> [PASSAGE TO READ]:
Article Writing
Let's be clear. I do use AI to help write these articles. The ideas and concepts are mine. The majority of generation is AI. It's a way I'm demonstrating — and learning — how multiple agent architectures work in practice.
Each article starts with a brief I write: a specific argument, a target audience, a tone. One agent — the orchestrator — then runs the whole show. It reads the brief, sequences every other agent in the correct order, handles loops and failures, and writes the final output files. It doesn't write any content itself; it conducts. I run it on Claude Opus, because sequencing a multi-agent pipeline with error handling and retry logic requires strong reasoning. Every other agent is more focused, and runs on a cheaper model matched to the complexity of its task — Sonnet for anything requiring synthesis or extended writing, Haiku for narrower, shorter-output tasks.
The key design decision is that agents don't share context. The research challenger gets the research pack but not the brief. The article challenger gets the draft but not the research. I designed it this way deliberately: if an agent can see the intent behind the work, it grades on intent rather than execution, and the challenge becomes worthless. Isolation is what makes the challenge real.
The cartoon is the one exception. The image is generated via a local MCP server that calls the OpenAI API — specifically gpt-image-1 — because that's currently where the best editorial cartoon output comes from. The orchestrator builds the image prompt and returns it to the main session, because the MCP image tool is only available at the top level, not inside subagents.
I review everything before it goes live. The pipeline produces; I decide.

> [RECORDED INFORMATION]:
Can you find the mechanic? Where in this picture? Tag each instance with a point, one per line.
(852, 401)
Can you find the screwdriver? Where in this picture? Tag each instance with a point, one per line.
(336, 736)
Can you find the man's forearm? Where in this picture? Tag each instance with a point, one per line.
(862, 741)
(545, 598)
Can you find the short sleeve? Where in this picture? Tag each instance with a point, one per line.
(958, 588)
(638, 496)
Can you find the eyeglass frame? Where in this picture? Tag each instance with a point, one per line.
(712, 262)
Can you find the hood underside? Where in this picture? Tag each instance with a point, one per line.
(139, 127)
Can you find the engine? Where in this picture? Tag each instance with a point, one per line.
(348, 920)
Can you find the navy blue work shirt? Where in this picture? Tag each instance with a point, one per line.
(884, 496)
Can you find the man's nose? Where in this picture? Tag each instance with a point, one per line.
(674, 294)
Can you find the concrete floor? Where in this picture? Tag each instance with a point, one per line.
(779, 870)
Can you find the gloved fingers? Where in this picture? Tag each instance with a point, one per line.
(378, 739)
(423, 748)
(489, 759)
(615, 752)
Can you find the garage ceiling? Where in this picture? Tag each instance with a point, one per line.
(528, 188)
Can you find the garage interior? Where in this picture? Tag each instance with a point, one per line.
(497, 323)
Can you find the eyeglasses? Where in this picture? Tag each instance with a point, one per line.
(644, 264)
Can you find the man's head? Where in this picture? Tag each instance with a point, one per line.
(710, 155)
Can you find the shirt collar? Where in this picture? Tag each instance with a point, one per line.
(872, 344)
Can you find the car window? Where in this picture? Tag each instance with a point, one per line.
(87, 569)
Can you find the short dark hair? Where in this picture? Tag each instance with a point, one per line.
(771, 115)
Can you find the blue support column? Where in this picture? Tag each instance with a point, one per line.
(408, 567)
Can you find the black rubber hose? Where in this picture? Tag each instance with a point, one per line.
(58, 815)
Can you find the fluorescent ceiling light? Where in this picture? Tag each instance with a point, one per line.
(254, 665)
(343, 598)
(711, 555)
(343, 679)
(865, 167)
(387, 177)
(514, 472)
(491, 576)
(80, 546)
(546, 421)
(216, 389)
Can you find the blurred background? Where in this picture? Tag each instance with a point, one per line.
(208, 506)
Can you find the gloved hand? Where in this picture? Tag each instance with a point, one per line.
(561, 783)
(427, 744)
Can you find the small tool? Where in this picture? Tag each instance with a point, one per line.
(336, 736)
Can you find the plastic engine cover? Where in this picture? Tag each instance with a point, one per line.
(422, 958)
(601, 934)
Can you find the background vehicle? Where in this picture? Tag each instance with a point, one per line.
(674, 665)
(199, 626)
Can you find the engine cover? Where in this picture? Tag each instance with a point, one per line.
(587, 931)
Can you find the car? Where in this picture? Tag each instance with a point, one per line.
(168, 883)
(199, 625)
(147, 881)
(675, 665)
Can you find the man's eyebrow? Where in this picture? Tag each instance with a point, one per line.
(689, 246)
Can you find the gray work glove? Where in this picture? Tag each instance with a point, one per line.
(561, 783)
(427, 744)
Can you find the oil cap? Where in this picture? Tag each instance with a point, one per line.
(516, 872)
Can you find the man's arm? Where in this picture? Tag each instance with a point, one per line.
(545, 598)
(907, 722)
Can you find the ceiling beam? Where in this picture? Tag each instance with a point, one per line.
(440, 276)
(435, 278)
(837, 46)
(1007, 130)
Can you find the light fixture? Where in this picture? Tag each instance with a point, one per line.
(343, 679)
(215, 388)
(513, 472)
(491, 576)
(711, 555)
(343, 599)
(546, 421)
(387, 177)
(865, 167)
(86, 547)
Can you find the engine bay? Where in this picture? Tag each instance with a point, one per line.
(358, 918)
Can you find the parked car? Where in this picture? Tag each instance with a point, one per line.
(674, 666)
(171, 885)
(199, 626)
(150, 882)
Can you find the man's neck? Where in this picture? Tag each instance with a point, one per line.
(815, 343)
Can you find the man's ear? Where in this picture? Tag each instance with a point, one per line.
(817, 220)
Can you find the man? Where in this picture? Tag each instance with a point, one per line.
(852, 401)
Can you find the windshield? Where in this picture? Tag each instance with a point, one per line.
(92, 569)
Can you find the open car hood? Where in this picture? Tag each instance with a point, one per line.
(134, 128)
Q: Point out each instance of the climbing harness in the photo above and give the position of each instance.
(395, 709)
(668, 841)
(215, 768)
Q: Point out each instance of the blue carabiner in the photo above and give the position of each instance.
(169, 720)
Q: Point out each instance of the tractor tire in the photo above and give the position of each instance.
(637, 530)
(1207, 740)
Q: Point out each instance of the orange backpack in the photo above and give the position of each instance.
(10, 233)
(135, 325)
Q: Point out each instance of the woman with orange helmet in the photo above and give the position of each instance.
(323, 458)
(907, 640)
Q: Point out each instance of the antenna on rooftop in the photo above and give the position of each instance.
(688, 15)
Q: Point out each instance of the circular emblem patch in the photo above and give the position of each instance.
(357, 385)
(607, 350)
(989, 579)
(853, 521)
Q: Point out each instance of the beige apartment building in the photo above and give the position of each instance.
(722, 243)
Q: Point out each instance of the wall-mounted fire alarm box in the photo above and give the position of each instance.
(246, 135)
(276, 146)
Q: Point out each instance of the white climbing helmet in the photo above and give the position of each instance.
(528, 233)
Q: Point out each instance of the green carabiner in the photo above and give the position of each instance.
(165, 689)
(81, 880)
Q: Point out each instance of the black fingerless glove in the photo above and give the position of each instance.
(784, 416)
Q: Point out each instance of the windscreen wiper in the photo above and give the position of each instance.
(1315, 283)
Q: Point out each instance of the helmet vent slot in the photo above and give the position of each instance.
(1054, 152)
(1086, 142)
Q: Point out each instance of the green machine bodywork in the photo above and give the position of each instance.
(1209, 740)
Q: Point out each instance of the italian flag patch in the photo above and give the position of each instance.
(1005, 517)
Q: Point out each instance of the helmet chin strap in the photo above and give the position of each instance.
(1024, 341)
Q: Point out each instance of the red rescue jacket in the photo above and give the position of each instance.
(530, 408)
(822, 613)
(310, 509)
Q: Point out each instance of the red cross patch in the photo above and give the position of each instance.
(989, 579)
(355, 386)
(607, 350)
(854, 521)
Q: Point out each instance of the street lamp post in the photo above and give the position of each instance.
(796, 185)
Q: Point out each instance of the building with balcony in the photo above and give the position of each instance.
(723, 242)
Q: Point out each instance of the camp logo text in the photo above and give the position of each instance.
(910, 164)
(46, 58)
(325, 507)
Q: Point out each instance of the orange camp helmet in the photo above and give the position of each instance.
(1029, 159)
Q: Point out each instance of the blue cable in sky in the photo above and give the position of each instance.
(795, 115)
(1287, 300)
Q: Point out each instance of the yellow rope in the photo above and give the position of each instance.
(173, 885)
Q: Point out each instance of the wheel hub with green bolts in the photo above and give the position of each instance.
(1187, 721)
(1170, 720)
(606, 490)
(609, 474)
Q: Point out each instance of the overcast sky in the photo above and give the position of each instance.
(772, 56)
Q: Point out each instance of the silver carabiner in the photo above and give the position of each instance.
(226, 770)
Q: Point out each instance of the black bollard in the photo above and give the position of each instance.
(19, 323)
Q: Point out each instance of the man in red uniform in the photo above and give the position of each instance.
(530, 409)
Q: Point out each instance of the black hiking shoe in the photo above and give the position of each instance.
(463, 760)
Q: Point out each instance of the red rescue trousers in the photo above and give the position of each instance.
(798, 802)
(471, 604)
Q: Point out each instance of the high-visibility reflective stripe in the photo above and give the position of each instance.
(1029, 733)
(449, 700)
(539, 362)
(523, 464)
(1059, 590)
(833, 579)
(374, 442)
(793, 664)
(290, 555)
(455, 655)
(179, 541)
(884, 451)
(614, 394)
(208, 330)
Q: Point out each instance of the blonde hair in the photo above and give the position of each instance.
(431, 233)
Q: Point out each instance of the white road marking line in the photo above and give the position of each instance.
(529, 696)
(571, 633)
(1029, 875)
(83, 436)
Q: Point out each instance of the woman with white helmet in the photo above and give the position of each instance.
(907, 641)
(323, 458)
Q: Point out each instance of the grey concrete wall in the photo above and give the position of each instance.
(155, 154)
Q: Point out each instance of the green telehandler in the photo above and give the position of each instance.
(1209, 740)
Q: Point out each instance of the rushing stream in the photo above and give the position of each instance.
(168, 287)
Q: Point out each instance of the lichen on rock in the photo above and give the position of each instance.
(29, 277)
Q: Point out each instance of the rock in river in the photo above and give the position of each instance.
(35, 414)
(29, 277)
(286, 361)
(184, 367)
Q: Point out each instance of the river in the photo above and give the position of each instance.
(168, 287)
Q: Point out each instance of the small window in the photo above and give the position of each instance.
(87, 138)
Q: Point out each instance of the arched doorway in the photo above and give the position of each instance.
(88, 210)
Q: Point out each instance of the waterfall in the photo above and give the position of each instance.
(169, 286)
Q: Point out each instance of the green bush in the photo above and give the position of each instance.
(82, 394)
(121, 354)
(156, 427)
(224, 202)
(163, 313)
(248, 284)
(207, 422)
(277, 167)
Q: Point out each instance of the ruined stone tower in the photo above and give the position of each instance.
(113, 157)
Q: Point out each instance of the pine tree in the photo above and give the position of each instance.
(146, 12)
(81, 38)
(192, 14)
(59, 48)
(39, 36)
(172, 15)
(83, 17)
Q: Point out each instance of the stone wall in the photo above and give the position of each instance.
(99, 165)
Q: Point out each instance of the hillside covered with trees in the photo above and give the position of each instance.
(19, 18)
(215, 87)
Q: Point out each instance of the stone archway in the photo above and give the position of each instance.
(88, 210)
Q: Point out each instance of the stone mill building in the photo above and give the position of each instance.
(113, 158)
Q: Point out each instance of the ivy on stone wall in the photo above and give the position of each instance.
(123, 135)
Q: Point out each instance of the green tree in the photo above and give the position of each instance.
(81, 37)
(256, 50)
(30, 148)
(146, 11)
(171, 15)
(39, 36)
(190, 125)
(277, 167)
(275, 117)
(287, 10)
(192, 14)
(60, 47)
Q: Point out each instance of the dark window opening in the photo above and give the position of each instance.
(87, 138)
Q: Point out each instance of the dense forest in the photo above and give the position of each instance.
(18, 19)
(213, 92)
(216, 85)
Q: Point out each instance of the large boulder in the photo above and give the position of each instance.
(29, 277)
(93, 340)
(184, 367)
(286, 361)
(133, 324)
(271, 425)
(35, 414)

> [YOUR GOAL]:
Can you copy the passage on article writing word for word, from "The key design" to "the challenge real."?

> [EXERCISE ANSWER]:
The key design decision is that agents don't share context. The research challenger gets the research pack but not the brief. The article challenger gets the draft but not the research. I designed it this way deliberately: if an agent can see the intent behind the work, it grades on intent rather than execution, and the challenge becomes worthless. Isolation is what makes the challenge real.